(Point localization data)
=== Begin Enclosure ===
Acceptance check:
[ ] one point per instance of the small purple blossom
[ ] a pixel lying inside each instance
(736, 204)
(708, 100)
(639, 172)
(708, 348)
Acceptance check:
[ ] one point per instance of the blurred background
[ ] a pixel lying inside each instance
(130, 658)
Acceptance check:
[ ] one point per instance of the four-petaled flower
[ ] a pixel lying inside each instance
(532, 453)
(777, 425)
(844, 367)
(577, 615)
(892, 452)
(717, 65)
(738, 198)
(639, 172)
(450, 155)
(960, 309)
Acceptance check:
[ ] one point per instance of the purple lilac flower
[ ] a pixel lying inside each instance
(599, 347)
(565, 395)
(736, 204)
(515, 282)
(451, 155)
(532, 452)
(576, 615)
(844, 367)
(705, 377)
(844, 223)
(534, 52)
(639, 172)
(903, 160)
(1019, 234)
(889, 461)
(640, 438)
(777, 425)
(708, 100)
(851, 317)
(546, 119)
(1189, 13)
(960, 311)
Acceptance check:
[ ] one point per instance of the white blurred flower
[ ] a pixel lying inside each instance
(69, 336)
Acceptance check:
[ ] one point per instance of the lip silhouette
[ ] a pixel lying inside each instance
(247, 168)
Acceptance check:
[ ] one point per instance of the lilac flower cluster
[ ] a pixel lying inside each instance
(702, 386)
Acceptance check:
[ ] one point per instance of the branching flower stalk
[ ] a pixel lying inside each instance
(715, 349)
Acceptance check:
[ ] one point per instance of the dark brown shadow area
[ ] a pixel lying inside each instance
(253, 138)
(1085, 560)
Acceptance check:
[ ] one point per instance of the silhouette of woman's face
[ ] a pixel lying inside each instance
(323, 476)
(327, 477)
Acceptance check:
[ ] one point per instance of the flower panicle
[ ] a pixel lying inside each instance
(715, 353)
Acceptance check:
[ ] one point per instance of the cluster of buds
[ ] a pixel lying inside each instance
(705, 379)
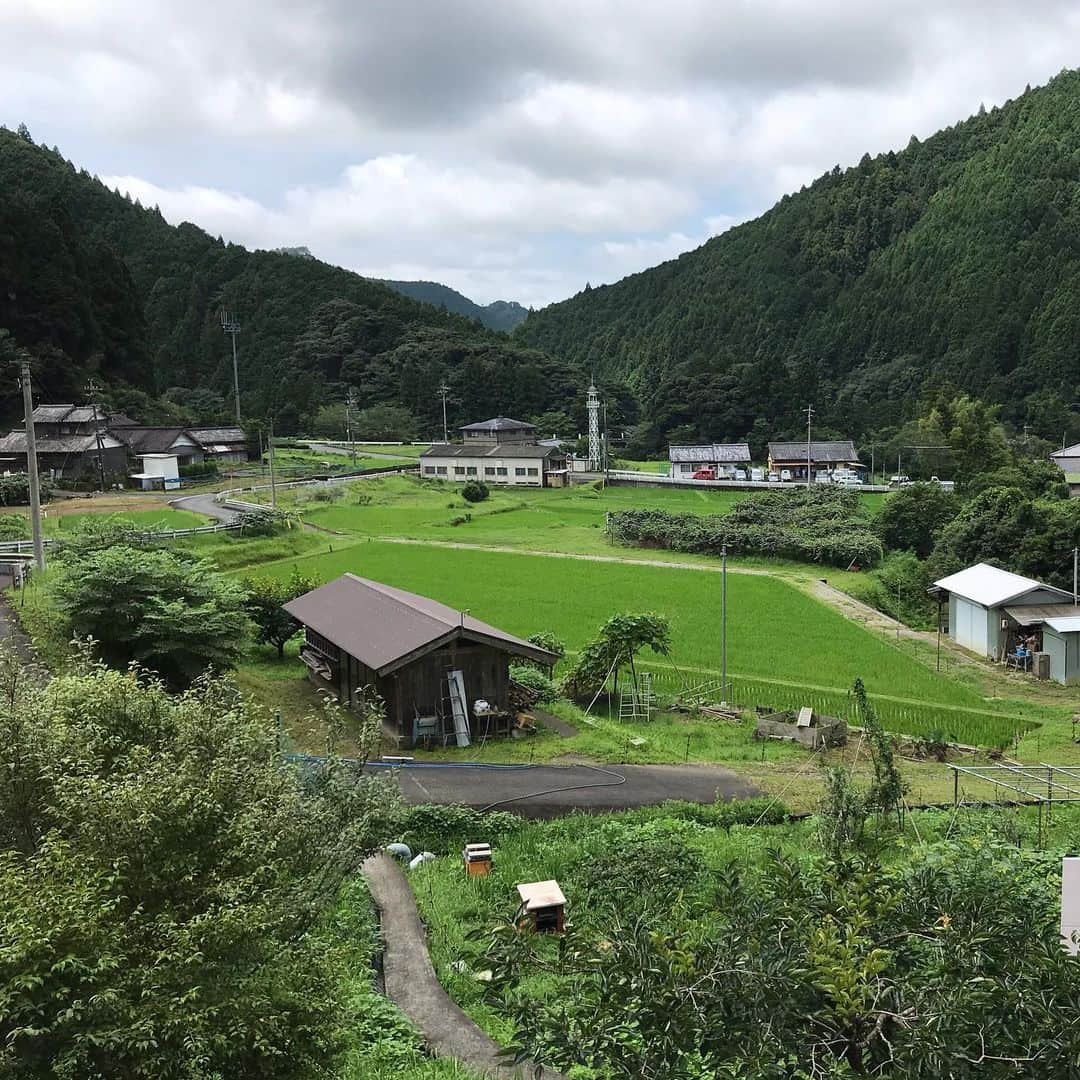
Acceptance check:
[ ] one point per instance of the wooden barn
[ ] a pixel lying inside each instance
(444, 676)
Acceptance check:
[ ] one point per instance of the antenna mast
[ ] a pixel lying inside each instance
(593, 406)
(231, 326)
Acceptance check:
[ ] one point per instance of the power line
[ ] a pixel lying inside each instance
(231, 326)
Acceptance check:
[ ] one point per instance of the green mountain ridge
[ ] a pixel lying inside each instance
(95, 285)
(497, 315)
(954, 260)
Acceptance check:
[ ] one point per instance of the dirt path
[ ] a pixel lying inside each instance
(413, 986)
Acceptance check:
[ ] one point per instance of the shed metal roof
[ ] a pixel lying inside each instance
(499, 423)
(710, 451)
(536, 894)
(207, 436)
(386, 628)
(822, 453)
(991, 586)
(1030, 615)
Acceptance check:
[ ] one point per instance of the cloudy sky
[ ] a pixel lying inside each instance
(512, 148)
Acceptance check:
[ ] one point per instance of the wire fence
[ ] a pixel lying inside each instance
(949, 723)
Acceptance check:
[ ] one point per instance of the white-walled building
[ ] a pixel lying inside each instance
(497, 451)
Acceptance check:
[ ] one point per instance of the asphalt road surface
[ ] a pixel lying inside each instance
(549, 791)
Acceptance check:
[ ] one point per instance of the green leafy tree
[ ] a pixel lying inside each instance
(910, 518)
(162, 876)
(169, 613)
(613, 648)
(266, 596)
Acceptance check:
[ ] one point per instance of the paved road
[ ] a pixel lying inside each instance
(549, 791)
(413, 986)
(204, 504)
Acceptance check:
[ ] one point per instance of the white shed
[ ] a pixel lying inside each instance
(976, 601)
(158, 471)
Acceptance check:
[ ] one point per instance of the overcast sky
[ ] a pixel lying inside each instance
(513, 149)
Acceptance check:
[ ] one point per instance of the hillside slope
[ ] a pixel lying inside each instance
(94, 283)
(957, 258)
(497, 315)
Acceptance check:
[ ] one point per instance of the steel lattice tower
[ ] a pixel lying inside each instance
(593, 405)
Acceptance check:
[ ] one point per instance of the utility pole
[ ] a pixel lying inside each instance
(350, 404)
(724, 624)
(443, 391)
(92, 390)
(231, 326)
(31, 468)
(273, 480)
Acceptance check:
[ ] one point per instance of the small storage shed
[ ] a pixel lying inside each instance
(444, 675)
(977, 598)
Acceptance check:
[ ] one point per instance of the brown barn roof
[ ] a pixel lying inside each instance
(386, 628)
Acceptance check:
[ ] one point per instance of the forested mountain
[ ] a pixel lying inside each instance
(497, 315)
(954, 260)
(93, 283)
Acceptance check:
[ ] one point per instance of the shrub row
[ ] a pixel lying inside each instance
(837, 542)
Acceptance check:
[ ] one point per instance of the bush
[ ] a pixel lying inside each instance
(261, 523)
(14, 527)
(15, 490)
(446, 829)
(810, 525)
(535, 679)
(475, 490)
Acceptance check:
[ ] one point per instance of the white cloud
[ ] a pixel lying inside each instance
(514, 149)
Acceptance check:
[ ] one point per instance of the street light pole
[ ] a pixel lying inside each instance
(724, 624)
(31, 469)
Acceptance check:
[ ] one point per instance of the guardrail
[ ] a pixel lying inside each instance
(26, 547)
(658, 480)
(230, 494)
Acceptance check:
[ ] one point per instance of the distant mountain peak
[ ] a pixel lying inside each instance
(497, 315)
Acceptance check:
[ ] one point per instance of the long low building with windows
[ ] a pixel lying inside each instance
(496, 451)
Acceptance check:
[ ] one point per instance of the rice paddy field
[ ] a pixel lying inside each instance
(784, 647)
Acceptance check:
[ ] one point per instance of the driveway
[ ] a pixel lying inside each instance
(204, 504)
(548, 791)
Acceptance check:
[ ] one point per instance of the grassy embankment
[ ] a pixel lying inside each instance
(784, 646)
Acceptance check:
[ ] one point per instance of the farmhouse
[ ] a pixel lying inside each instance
(721, 458)
(70, 441)
(497, 451)
(444, 676)
(824, 457)
(1068, 460)
(1011, 618)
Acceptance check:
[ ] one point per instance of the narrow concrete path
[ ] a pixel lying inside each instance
(623, 559)
(413, 986)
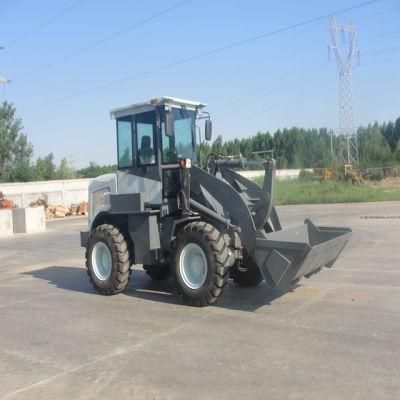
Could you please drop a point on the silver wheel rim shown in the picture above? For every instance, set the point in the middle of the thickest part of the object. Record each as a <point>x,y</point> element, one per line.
<point>101,261</point>
<point>193,266</point>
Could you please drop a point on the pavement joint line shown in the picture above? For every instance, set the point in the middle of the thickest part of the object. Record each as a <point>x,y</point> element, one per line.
<point>114,353</point>
<point>39,296</point>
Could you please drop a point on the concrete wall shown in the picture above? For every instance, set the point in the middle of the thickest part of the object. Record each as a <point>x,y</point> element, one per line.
<point>76,190</point>
<point>29,220</point>
<point>58,192</point>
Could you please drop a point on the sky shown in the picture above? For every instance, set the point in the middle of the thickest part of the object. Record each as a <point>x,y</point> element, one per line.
<point>71,62</point>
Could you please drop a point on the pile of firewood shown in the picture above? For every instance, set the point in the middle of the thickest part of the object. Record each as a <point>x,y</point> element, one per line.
<point>53,211</point>
<point>61,211</point>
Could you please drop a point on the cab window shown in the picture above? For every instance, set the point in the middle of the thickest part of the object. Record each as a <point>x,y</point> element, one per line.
<point>125,144</point>
<point>145,132</point>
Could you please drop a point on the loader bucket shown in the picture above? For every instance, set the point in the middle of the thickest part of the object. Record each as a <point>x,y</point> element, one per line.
<point>285,256</point>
=== End Enclosure ===
[Task prompt]
Restate, word for word, the entries above, dropping any picture.

[Answer box]
Acceptance check:
[ ] one point per instance of the small purple blossom
[ ] a pixel lying inside each instance
(736, 204)
(708, 100)
(639, 172)
(708, 348)
Acceptance check:
[ ] one point per instance of the blurred background
[ ] a pixel lying inside each instance
(130, 658)
Acceptance check:
[ ] one point per instance of the four-petaled flower
[ ] a pixel lying inside each instance
(532, 453)
(777, 425)
(844, 367)
(577, 615)
(892, 452)
(717, 65)
(738, 198)
(639, 172)
(450, 155)
(960, 309)
Acceptance check:
[ ] one point per instance of the purple lilac flower
[ ] a pixel lying inside each instance
(599, 347)
(565, 395)
(736, 204)
(515, 282)
(451, 155)
(532, 452)
(576, 615)
(844, 367)
(705, 377)
(844, 223)
(534, 52)
(639, 172)
(903, 160)
(1019, 234)
(889, 461)
(640, 438)
(777, 425)
(708, 100)
(851, 317)
(546, 119)
(1189, 13)
(960, 311)
Acceptance check:
[ ] one point per instance of the white blurred flower
[ ] a pixel lying inside each instance
(69, 336)
Acceptance check:
[ ] one point per instance of the lip silhouette
[ ] a pixel lying inside each instance
(247, 168)
Acceptance check:
[ ] one point per instance of the lilac flower cluster
[ ] a pixel lying inside each instance
(702, 386)
Acceptance check:
[ ] one point per instance of the branching flower stalk
[ ] a pixel lying inside each instance
(715, 349)
Acceptance check:
[ ] one point per instance of the dark brown shadow area
[ ] a pixel lying inside each instance
(253, 138)
(1085, 560)
Acceptance check:
[ ] one point per instance of the silhouette of woman's face
[ ] a pixel lying inside each instance
(323, 476)
(327, 477)
Acceptance check:
[ ] one point per instance of the flower panicle
[ ] a pixel lying inside each instance
(715, 353)
Acceptance check:
[ ] one point per instance of the cluster of buds
[ ] a pixel lying inside each instance
(705, 379)
Acceptance check:
[ ] one point per instance of the wooden barn
[ ] a pixel lying inside each instance
(444, 676)
Acceptance check:
[ ] one point per instance of the antenna mast
[ ] a pixel lying inside each instance
(593, 406)
(231, 326)
Acceptance check:
[ ] one point per instance of the power line
[ ] a pixel lying inside each instance
(231, 326)
Acceptance check:
[ ] one point per instance of the green mountain ridge
[ ] a pixel lying inside each instance
(95, 285)
(497, 315)
(954, 260)
Acceptance check:
[ ] one point per instance of the dirt path
[ ] a pixel lying inside each instance
(413, 986)
Acceptance check:
[ ] one point per instance of the shed metal roof
[ ] a pixel lying inside each instance
(499, 423)
(710, 451)
(536, 894)
(207, 436)
(386, 628)
(822, 453)
(991, 586)
(1030, 615)
Acceptance check:
[ ] one point per instance of the cloudy sky
[ ] a pixel lying inside each instance
(512, 148)
Acceptance check:
[ ] one point per instance of the wire fence
[ ] a pixel lying inside each instance
(949, 723)
Acceptance check:
[ ] one point per instance of the white-walled building
[ ] a pixel lying inside each instance
(497, 451)
Acceptance check:
[ ] one point per instance of the asphalt road surface
[ ] a pixel lying inside each instance
(549, 791)
Acceptance check:
[ ] one point per instance of the green leafy tree
[ ] a pixel lying inside each instance
(910, 518)
(162, 876)
(169, 613)
(613, 648)
(266, 596)
Acceptance check:
[ ] one point per instance of the paved road
[ ] a pixel lying inside each instance
(549, 791)
(413, 986)
(204, 504)
Acceptance check:
[ ] one point per instance of the white shed
[ ] a pixel lying inside each instance
(976, 601)
(158, 471)
Acceptance check:
[ ] one point per instance of the overcast sky
[ ] a pixel lying inside each instance
(513, 149)
Acceptance check:
[ ] one point per instance of the hillside slope
[ ] a pixel lying inside each instance
(94, 283)
(957, 258)
(497, 315)
Acceptance check:
[ ] one point per instance of the steel lattice tower
[ ] a pixel lying inside each instance
(593, 405)
Acceptance check:
[ ] one point per instance of the utility pole
[ ] a pixel lying inside each instance
(350, 404)
(724, 624)
(443, 391)
(92, 390)
(231, 326)
(31, 468)
(273, 480)
Acceptance check:
[ ] one point per instance of the small storage shed
[ ] a pixel lying inside each instance
(444, 675)
(977, 598)
Acceptance check:
[ ] one point per instance of the brown barn roof
[ ] a pixel lying inside each instance
(386, 628)
Acceptance check:
[ ] one point per instance of the forested mountain
[ ] a pixel lying inside each instance
(497, 315)
(954, 260)
(93, 283)
Acceptance check:
[ ] one point per instance of the shrub row
[ ] a pixel lying inside each instance
(837, 542)
Acceptance check:
[ ] one point per instance of the bush
[ ] a pixel lying inside each instance
(261, 523)
(14, 527)
(15, 490)
(446, 829)
(810, 525)
(535, 679)
(475, 490)
Acceptance check:
[ ] one point per instance of the white cloud
[ ] a pixel lying inside each instance
(514, 149)
Acceptance check:
[ ] one point per instance of the street light pole
[ ] a pixel lying inside each instance
(724, 624)
(31, 469)
Acceptance check:
[ ] one point per instance of the guardrail
[ ] a pixel lying inside each instance
(26, 547)
(658, 480)
(230, 494)
Acceptance check:
[ ] one point per instance of the distant mountain peak
[ ] a pixel lying inside each instance
(497, 315)
Acceptance check:
[ ] one point per instance of the long low building with windows
[ ] a pixel lying inside each instance
(496, 451)
Acceptance check:
[ ] one point per instance of the rice paddy field
[ ] a pixel lying inside each instance
(784, 647)
Acceptance check:
[ ] one point per instance of the driveway
[ ] a pixel lying inside each instance
(204, 504)
(548, 791)
Acceptance check:
[ ] one point per instance of the grassy embankment
[ ] a pixel lying inside each instance
(784, 646)
Acceptance check:
[ ] one point per instance of the farmhouse
[ ] a pixel lying inside each instance
(721, 458)
(70, 441)
(497, 451)
(444, 676)
(824, 457)
(1068, 460)
(1011, 618)
Acceptance check:
[ ] one point per instance of the narrow concrete path
[ ] a pixel lying inside each instance
(623, 559)
(413, 986)
Could you please drop a point on the silver wheel rim shown in the picture above? For every instance, set the point in the middle of the thickest part of the object. Record each as a <point>x,y</point> element, one per line.
<point>101,261</point>
<point>193,266</point>
Could you please drop a point on the pavement joint line shown in the picture above? For every instance, set the point in the middle of the thickest part of the object. Record each as a <point>x,y</point> element, one per line.
<point>114,353</point>
<point>39,296</point>
Could you please drop a point on the concrete wall shown in the picture above? For every instance, set the point in the middle of the thickest part of the object. Record each as a <point>x,y</point> element, one per line.
<point>76,190</point>
<point>29,220</point>
<point>58,192</point>
Could you please drop a point on the sky shown in the picture above? For every instance, set the point in the middle of the thickest part of the object. Record each as a <point>x,y</point> element, one per line.
<point>71,62</point>
Could you please drop a point on the pile of firewood shown in the picture above? For every instance, set the point in the middle of the thickest part of the object. Record each as a <point>x,y</point> element, one per line.
<point>53,211</point>
<point>61,211</point>
Could you please drop a point on the cab window shown in the picture above? For every instance, set the point in the middle of the thickest part of the object. Record each as a <point>x,y</point> element, one per line.
<point>125,144</point>
<point>145,132</point>
Could you please drop a point on the loader bucket shown in the picture above? For every instance, set the point in the middle of the thickest part of the object. Record each as a <point>x,y</point> element, one per line.
<point>285,256</point>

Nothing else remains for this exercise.